### Given instruction
Reproduce the following data verbatim, with every line in its original order and unchanged.

### Data for processing

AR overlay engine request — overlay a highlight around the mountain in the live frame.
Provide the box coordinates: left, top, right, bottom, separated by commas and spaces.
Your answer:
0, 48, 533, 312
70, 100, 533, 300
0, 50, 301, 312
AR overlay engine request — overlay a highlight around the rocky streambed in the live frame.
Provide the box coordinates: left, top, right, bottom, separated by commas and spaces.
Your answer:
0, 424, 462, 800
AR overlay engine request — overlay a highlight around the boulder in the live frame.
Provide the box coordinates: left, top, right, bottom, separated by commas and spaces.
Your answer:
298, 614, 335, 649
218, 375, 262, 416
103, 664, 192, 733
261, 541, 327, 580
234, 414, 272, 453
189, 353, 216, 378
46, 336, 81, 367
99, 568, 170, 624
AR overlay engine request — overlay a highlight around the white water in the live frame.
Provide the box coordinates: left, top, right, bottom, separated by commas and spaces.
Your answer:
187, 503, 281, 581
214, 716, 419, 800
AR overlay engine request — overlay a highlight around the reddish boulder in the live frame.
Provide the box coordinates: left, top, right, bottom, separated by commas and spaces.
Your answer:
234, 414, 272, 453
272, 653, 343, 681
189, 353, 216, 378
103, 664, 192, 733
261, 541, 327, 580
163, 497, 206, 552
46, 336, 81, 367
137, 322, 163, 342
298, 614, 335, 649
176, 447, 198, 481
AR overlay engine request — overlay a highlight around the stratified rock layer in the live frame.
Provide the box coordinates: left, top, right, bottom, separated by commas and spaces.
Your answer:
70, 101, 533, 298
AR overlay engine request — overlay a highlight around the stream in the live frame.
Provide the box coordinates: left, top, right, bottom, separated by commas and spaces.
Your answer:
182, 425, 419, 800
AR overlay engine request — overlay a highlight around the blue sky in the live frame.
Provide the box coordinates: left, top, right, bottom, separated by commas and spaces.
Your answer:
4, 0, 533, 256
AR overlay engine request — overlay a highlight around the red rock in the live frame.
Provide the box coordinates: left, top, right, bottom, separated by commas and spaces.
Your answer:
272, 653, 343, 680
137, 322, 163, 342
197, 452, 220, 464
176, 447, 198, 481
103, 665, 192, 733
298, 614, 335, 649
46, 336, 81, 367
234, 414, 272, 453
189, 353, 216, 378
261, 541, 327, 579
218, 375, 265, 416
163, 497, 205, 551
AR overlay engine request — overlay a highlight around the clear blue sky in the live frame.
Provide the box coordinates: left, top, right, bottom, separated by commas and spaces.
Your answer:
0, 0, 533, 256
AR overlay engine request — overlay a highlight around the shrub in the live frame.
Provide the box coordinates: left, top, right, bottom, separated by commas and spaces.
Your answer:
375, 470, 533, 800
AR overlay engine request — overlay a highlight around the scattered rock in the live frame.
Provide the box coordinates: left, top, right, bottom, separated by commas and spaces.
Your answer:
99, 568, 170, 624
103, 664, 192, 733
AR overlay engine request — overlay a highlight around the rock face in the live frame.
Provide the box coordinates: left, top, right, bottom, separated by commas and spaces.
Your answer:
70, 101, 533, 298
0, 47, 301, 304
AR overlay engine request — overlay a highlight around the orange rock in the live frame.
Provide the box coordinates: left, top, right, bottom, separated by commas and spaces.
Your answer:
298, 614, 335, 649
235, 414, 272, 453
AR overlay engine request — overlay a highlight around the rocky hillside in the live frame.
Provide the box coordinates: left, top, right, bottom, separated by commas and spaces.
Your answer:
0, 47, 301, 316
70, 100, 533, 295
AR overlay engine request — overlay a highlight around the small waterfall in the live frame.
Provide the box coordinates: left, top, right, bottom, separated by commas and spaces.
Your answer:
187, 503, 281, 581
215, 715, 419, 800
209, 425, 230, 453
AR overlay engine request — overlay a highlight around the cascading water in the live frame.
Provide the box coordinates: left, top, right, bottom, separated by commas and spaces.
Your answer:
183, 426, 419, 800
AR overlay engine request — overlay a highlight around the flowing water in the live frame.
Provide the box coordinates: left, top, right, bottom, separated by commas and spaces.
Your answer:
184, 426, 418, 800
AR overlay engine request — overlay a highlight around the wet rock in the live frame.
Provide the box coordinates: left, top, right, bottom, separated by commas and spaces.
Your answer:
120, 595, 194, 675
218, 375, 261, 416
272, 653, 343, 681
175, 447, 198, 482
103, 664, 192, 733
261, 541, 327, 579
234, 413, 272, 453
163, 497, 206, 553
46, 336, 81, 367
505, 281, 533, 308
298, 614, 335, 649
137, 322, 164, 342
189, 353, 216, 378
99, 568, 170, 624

### Expected answer
AR overlay engine request — overlay a highlight around the mountain in the live frame.
Provide the box coordinates: left, top, right, bottom, separated by commas and spaces.
Your answer:
0, 48, 533, 312
70, 100, 533, 300
0, 50, 301, 312
AR overlay engine request — overlay a highlight around the rocky streambed in the live frame.
Provide the box coordinates: left, top, right, bottom, separated by commas and spaces.
Your answer:
0, 424, 462, 800
AR overlay engine request — overlay a highlight around the boulder in the live frame.
Provide the box coordinates: left, top, right, bottom, separated by commas and spaces.
Your answer:
298, 614, 335, 649
218, 375, 262, 416
103, 664, 192, 733
261, 541, 327, 580
234, 414, 272, 453
189, 353, 216, 378
46, 336, 81, 367
99, 568, 170, 624
AR overlay engine request — overlay a highlight around the white water in the live frame.
Provide the box coordinates: left, top, right, bottom, separated by commas and spaces.
Your answer:
187, 503, 281, 581
214, 716, 419, 800
AR overlay engine request — overlay a highlight around the reddish boulder in the live frame.
Provide the box coordinates: left, top, right, bottom, separated by commas and spaces.
Your answer:
234, 414, 272, 453
272, 653, 343, 681
189, 353, 216, 378
103, 664, 192, 733
261, 541, 327, 580
163, 497, 206, 552
46, 336, 81, 367
137, 322, 163, 342
298, 614, 335, 649
176, 447, 198, 481
AR overlay engine request — overlay a highlight around the stratified rock layer in the live frame.
Provide the box coordinates: left, top, right, bottom, separated by commas and spaces.
Your answer:
70, 101, 533, 298
AR overlay engine request — overlay a highlight around the stream in the live frame.
Provide the box coordinates: left, top, right, bottom, separated by commas and spaces.
Your answer:
182, 425, 419, 800
AR overlay engine request — overlay a highlight around the blue sky in the live frame.
Provide the box coordinates: left, top, right, bottom, separated by commas and spaces.
Your answer:
4, 0, 533, 256
AR overlay engine request — overlay a highlight around the red rock in the live frame.
Provide the box coordinates: left, top, right, bottom, separated by commas and spaces.
Your answer:
272, 653, 343, 680
137, 322, 163, 342
197, 452, 220, 464
176, 447, 198, 481
103, 665, 192, 733
298, 614, 335, 649
46, 336, 81, 367
234, 414, 272, 453
189, 353, 216, 378
261, 541, 327, 579
218, 375, 265, 416
163, 497, 205, 551
AR overlay engine request — overlay a highlight around the clear blue sky in the live frame.
Provide the box coordinates: left, top, right, bottom, separated by commas and spaces.
Your answer:
0, 0, 533, 256
AR overlay engine request — overlay a highlight around the shrub in the live frame.
Provide the box coordinates: left, top, right, bottom, separated by commas and spaces.
Your answer:
375, 470, 533, 800
AR overlay engine request — overlay a highlight around the scattered rock in the live frame.
Provide the box coordinates: left, top, right, bottom, separated by commas and spaces.
Your answer:
99, 568, 170, 624
103, 664, 192, 733
AR overlay engine request — overlay a highlight around the rock face in the live frame.
Provide the box coordinates: left, top, right, bottom, separated by commas and spaces.
Your answer:
70, 101, 533, 298
0, 47, 301, 304
AR overlay engine request — overlay a highlight around the orange rock in the live frame.
Provide the box coordinates: left, top, right, bottom, separated by commas and spaces.
Your answer:
298, 614, 335, 649
235, 414, 272, 453
AR overlay engine request — overlay a highlight around the rocky hillside in the live frame.
Provide the box coordinates: left, top, right, bottom, separated by commas and spaces.
Your answer:
0, 47, 301, 316
70, 100, 533, 295
AR overlay engine request — overlay a highlight around the small waterfall in the live frame.
Provide the box coordinates: left, top, right, bottom, separated by commas and spaces.
Your answer:
187, 503, 281, 581
215, 715, 419, 800
209, 425, 230, 453
AR overlay engine request — overlay a highlight around the cascading water in the live frame.
Provide the box coordinates: left, top, right, bottom, separated by commas and spaces.
Your answer:
183, 426, 419, 800
AR overlay engine request — overlay a highlight around the flowing water in the live frame.
Provide the box coordinates: left, top, right, bottom, separated by commas and spaces.
Your answer:
184, 426, 418, 800
AR overlay engine request — overlay a highlight around the wet rock in the live frame.
Provide the box coordinates: left, top, right, bottom, separated by commas and spaces.
Your answer:
120, 595, 194, 675
218, 375, 261, 416
272, 653, 343, 681
175, 447, 198, 482
103, 664, 192, 733
261, 541, 327, 579
234, 413, 272, 453
163, 497, 206, 553
46, 336, 81, 367
505, 281, 533, 308
298, 614, 335, 649
137, 322, 164, 342
189, 353, 216, 378
99, 568, 170, 624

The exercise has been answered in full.